● Goal: Rewrite all of the material below, replacing every occurrence of "integer pixel coordinates" with "whole-number pixel coordinates" and leaving everything else unchanged. Leave the pictures out of your answer.
--- START ---
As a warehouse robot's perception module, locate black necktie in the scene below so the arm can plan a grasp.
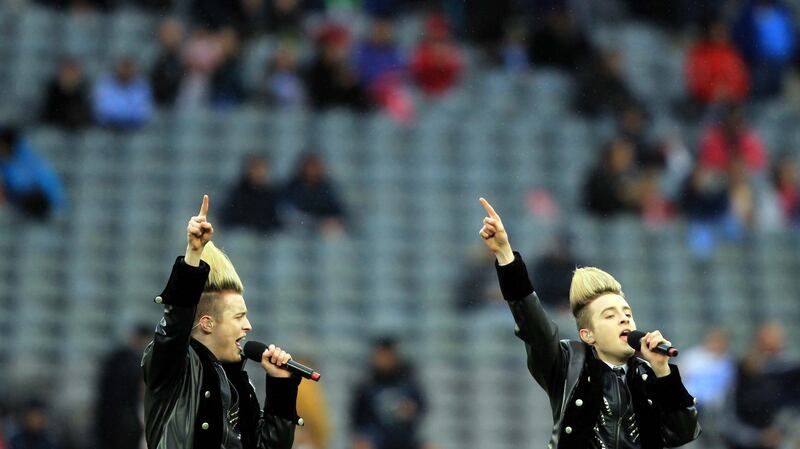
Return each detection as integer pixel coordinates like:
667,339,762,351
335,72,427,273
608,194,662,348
612,367,630,410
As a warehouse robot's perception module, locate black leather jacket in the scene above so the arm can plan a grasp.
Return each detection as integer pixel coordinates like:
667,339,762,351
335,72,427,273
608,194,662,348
497,253,700,449
142,257,299,449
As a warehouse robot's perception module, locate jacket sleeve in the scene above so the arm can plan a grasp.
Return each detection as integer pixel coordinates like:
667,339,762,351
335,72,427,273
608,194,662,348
646,364,700,447
257,376,300,449
142,257,210,392
495,252,566,393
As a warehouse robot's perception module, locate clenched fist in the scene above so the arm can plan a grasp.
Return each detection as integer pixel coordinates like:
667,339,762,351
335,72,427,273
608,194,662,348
184,195,214,267
478,198,514,265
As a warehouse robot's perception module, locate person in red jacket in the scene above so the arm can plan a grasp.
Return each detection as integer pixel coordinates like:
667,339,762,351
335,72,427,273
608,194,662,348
686,22,750,105
411,16,463,96
700,106,767,172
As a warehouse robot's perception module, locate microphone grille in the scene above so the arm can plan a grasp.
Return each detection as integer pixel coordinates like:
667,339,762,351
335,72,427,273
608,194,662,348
628,331,645,351
242,341,267,363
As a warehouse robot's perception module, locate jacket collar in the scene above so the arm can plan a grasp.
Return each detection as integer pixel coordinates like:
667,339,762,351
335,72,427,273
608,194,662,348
189,338,247,371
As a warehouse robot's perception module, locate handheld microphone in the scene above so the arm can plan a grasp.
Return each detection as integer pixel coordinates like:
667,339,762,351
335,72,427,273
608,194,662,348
628,331,678,357
242,341,322,382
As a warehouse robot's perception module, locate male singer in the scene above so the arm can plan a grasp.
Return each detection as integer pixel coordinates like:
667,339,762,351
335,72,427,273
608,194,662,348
480,198,700,449
142,196,300,449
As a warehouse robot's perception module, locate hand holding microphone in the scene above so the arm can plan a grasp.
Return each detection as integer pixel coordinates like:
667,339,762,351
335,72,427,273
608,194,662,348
242,341,322,382
628,331,678,377
628,331,678,357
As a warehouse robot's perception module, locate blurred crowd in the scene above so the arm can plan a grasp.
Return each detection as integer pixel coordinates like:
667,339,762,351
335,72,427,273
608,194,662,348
0,0,800,254
0,0,800,449
0,323,800,449
0,324,433,449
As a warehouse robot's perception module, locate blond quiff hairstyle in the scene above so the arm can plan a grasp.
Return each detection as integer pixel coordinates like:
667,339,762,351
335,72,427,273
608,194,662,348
195,242,244,321
569,267,625,330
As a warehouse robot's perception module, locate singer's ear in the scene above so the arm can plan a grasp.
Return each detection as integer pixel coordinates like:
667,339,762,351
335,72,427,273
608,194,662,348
197,315,214,333
578,328,595,345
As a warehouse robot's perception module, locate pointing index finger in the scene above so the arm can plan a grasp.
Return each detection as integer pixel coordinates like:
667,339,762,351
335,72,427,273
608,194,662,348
479,197,500,218
197,195,208,217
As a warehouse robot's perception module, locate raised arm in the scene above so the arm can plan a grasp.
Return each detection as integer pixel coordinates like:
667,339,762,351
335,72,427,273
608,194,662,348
479,198,565,391
142,195,214,391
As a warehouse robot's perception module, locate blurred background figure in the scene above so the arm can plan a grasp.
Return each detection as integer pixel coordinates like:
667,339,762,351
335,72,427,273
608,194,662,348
262,42,306,110
678,327,736,447
0,127,65,220
94,57,153,130
685,21,750,111
410,16,463,96
42,57,92,131
292,356,333,449
94,324,153,449
583,139,639,217
720,323,800,449
8,399,59,449
733,0,797,98
306,23,369,110
350,337,427,449
211,28,245,109
150,19,186,107
222,155,282,233
283,153,345,234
--- END ---
● Solution:
As a warehouse robot's perception module, locate black necktie in the scene below so the arm can plan a grasp.
Return each detection as whole-number pixel coordinates like:
667,339,762,351
335,72,427,273
608,194,662,348
612,367,630,410
As a warehouse robot's perception module, locate black leather jacket in the scene above so the arm can plan a grasp.
Return each detection as whole-number pixel coordinates like:
667,339,762,351
335,72,427,273
608,194,662,348
497,253,700,449
142,257,299,449
As a warehouse robot's perception module, locate jacket sleeve in the scene above so the arm can plan a grasp.
Return each detection as whole-number pixel coordinates like:
667,339,762,351
335,72,427,273
608,194,662,348
646,364,700,447
257,376,300,449
142,257,210,392
495,252,566,393
As a warehouse robot's perception module, locate clenched fist in the scene above so the arm can plan a grasp.
Return each detection as whole-number pixel coordinates like:
667,339,762,351
335,72,427,273
608,194,662,348
184,195,214,267
478,198,514,265
As a warehouse robot's perception module, locate person in red jacket in the scene above so the arm can plan a grasp.
Return each detection as whole-number pixel coordinates like:
667,339,762,351
335,72,427,273
608,194,662,348
686,22,750,105
411,16,463,96
700,106,767,172
As a warehouse robot's perception module, locate microphone grille in the scene above so the arm can plan a grasp.
Return each detection as whole-number pixel coordinates like:
667,339,762,351
335,72,427,273
608,194,662,348
628,331,645,351
242,341,267,363
As a warehouse robot's perception module, locate jacket collar in the scene above so the arm can plan a grasp.
Return each detection as whole-number pixel coordinates like:
667,339,762,351
335,72,427,273
608,194,662,348
189,338,247,371
As a warehouse robot's perception module, locate handheld microphone in the scene above so the arm can plan a grasp.
Return each detection as whole-number pixel coordinates like:
667,339,762,351
335,72,427,273
608,194,662,348
628,331,678,357
242,341,322,382
As a warehouse robot's perception module, locate male singer in the scene above so the arm can plan a grasp.
Return each detection as whole-number pixel coordinates like:
667,339,762,351
335,72,427,273
608,194,662,348
480,198,700,449
142,196,300,449
As a warehouse robot's perception module, locate hand holding microphone in the scene above so the arm can plan a grasp.
Return each detection as whole-number pixel coordinates like:
667,339,762,351
335,72,427,273
608,194,662,348
242,341,322,382
628,331,678,377
628,331,678,357
As a warehouse robot's perception module, locate blurred crowd in the scene above so the arm can plan a grasp.
Return each detection as whole-number pixel coordinates like:
667,339,762,351
335,72,427,273
608,194,662,348
0,0,800,254
0,0,800,449
0,323,800,449
0,324,433,449
As a warehouse robot's perception module, locate blond quiff hairstyle in the scene above so the arm can plan a grasp.
Return each detection as whole-number pixel coordinates like:
667,339,762,351
335,72,427,273
608,194,662,348
195,242,244,321
569,267,625,330
As a warehouse robot's perception module, locate singer's ear in the scene above so the arm can plan a grasp.
Return each detection as whole-number pixel coordinates like:
667,339,762,351
335,72,427,273
608,194,662,348
197,315,214,333
578,328,595,345
As a warehouse robot's perception module, locate pointing index finger in the scene above so the arm can plan a grasp.
Return each detection as whole-number pixel coordinates like:
667,339,762,351
335,72,427,273
608,194,662,348
479,197,500,218
197,195,208,217
As a warehouse robot's perception module, locate raised arm in the scene above so the arm can plan a grasp.
Return each detection as whole-number pixel coordinates like:
667,339,762,351
335,72,427,273
608,194,662,348
479,198,565,391
142,195,214,391
As a warehouse robot's perception module, locate blurred background figure in the scene above so the arm can plan a grasp.
Return each detection as whole-number pixel coordinates like:
667,339,762,351
335,72,427,273
608,194,662,348
262,42,306,110
678,327,736,447
0,127,65,220
94,57,153,130
685,21,750,111
410,16,463,96
42,57,92,131
292,356,333,449
94,324,153,449
583,139,639,217
720,323,800,449
8,399,59,449
733,0,797,98
306,23,369,110
350,337,427,449
211,28,245,109
150,19,186,107
222,155,282,233
283,153,345,234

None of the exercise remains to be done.